# start of Given entries

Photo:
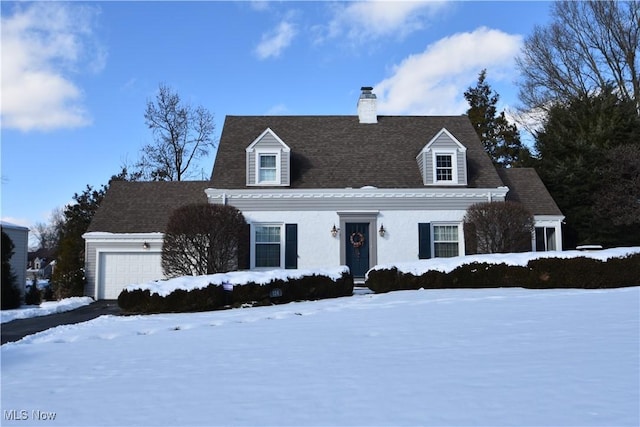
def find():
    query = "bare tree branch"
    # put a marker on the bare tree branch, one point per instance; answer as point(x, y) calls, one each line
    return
point(182, 135)
point(589, 44)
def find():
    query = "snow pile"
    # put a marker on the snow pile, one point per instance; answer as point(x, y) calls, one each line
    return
point(187, 283)
point(485, 357)
point(446, 265)
point(44, 309)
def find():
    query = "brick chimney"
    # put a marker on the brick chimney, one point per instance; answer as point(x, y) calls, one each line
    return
point(367, 109)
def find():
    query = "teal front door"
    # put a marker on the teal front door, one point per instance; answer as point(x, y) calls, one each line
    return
point(357, 248)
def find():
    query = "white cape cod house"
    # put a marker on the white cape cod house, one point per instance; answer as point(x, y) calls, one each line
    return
point(322, 191)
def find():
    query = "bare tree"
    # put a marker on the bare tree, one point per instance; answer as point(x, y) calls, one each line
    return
point(498, 227)
point(588, 45)
point(48, 234)
point(203, 239)
point(182, 135)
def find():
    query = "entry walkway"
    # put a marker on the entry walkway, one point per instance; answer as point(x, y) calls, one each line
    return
point(20, 328)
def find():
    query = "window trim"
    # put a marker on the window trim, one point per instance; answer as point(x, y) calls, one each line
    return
point(253, 242)
point(259, 155)
point(553, 238)
point(454, 166)
point(460, 241)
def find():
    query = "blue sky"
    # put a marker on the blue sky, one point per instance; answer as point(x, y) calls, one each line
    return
point(76, 77)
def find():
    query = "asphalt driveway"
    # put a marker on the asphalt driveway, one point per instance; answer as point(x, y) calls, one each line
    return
point(20, 328)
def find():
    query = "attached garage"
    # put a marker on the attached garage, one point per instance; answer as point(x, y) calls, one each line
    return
point(119, 269)
point(123, 243)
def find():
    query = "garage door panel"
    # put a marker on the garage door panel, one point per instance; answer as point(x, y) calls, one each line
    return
point(119, 269)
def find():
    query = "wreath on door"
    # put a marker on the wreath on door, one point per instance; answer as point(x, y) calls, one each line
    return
point(356, 239)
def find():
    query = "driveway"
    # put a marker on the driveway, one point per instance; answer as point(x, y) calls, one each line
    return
point(20, 328)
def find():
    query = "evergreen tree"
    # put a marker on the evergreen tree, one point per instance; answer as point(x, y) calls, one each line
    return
point(500, 138)
point(576, 147)
point(68, 277)
point(10, 297)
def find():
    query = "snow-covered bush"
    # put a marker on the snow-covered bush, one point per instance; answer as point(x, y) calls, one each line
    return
point(537, 273)
point(277, 289)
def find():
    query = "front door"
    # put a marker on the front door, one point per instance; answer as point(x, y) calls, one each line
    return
point(356, 241)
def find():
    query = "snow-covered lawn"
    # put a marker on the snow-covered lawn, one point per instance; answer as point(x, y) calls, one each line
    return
point(45, 308)
point(438, 357)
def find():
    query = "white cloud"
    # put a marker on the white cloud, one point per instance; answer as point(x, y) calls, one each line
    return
point(359, 22)
point(274, 42)
point(44, 44)
point(434, 81)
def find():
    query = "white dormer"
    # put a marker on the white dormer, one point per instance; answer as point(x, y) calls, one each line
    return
point(367, 106)
point(443, 161)
point(268, 161)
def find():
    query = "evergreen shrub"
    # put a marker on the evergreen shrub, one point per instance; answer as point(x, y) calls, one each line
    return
point(543, 273)
point(212, 297)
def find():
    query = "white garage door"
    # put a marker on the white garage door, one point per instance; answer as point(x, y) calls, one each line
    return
point(118, 270)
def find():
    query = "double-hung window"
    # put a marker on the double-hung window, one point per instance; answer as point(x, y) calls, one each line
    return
point(444, 168)
point(545, 239)
point(445, 241)
point(267, 168)
point(268, 246)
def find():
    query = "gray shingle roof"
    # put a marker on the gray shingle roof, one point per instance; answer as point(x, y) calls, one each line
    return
point(327, 152)
point(526, 187)
point(339, 152)
point(144, 207)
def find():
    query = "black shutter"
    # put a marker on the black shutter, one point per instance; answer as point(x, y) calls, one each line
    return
point(424, 240)
point(291, 246)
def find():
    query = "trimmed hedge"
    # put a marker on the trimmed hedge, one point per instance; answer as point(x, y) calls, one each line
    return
point(542, 273)
point(213, 296)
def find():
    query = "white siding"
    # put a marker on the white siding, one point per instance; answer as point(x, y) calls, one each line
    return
point(268, 142)
point(20, 238)
point(317, 248)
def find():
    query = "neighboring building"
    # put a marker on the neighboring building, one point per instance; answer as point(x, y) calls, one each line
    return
point(40, 264)
point(322, 191)
point(20, 237)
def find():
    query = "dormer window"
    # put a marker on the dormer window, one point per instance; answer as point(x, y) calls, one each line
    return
point(268, 169)
point(268, 161)
point(443, 161)
point(444, 167)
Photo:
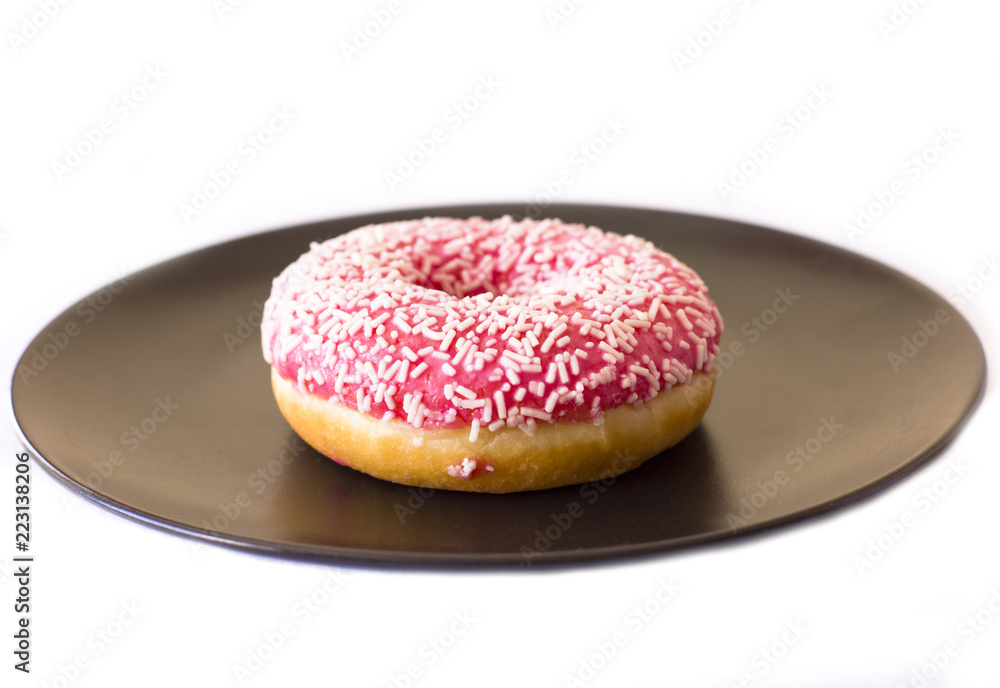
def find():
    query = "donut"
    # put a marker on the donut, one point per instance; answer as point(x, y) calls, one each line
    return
point(490, 355)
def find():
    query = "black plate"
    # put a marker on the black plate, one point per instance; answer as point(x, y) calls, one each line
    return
point(841, 376)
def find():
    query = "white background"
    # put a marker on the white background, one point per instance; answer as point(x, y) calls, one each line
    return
point(202, 609)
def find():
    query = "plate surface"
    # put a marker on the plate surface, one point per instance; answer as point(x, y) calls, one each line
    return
point(839, 375)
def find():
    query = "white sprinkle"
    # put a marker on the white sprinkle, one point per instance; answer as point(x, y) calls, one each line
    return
point(561, 367)
point(464, 349)
point(501, 404)
point(534, 413)
point(401, 324)
point(448, 339)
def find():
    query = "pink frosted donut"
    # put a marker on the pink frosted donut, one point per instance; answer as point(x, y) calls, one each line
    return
point(490, 355)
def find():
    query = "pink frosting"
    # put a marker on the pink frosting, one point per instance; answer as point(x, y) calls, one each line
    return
point(477, 323)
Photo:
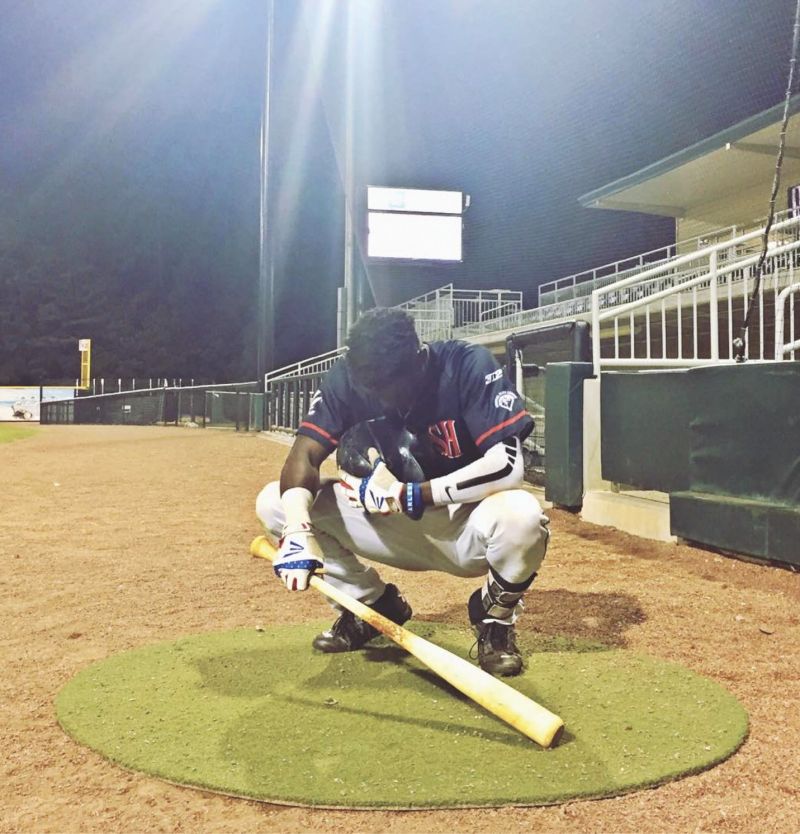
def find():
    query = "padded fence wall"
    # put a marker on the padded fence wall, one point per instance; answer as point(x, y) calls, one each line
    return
point(724, 441)
point(564, 432)
point(744, 464)
point(645, 421)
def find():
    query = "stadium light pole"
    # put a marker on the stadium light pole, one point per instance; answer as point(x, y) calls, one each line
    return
point(265, 355)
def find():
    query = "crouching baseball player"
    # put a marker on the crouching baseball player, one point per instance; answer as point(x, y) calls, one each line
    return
point(430, 476)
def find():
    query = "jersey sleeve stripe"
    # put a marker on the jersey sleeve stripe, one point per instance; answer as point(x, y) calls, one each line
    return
point(329, 437)
point(518, 416)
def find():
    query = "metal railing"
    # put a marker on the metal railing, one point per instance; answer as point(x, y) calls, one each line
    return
point(439, 313)
point(782, 347)
point(680, 313)
point(582, 284)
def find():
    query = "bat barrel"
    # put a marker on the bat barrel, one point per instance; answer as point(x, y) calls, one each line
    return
point(531, 719)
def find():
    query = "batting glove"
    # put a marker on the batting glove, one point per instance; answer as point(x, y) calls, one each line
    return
point(379, 493)
point(299, 556)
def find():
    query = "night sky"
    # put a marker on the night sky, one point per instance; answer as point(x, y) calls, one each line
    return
point(129, 155)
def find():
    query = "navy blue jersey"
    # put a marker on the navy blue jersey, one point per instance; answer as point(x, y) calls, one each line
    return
point(466, 404)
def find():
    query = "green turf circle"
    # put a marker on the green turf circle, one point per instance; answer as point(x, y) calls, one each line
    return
point(258, 714)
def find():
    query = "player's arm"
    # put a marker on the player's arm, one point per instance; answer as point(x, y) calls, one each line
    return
point(500, 467)
point(299, 553)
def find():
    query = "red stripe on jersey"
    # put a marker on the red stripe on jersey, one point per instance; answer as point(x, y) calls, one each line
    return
point(329, 437)
point(499, 426)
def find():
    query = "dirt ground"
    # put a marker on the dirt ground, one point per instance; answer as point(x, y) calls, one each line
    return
point(116, 537)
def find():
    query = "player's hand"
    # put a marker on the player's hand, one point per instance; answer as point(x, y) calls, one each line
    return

# end of Given entries

→ Task to carry out
Can you reproduce the stretch from the start of the data through the line containing "point(367, 109)", leaving out the pictures?

→ Solution for this task
Photo:
def find():
    query = "bare tree branch"
    # put a marker on the bare tree branch, one point per instance; answer as point(x, y) calls, one each line
    return
point(182, 135)
point(589, 44)
def find():
    query = "snow pile"
    # put a marker on the snow pile, one point per instance; answer as point(x, y) calls, one each line
    return
point(187, 283)
point(485, 357)
point(446, 265)
point(44, 309)
def find():
    query = "brick chimney"
    # put a marker on the brick chimney, one point per instance; answer as point(x, y) calls, one each line
    return
point(367, 109)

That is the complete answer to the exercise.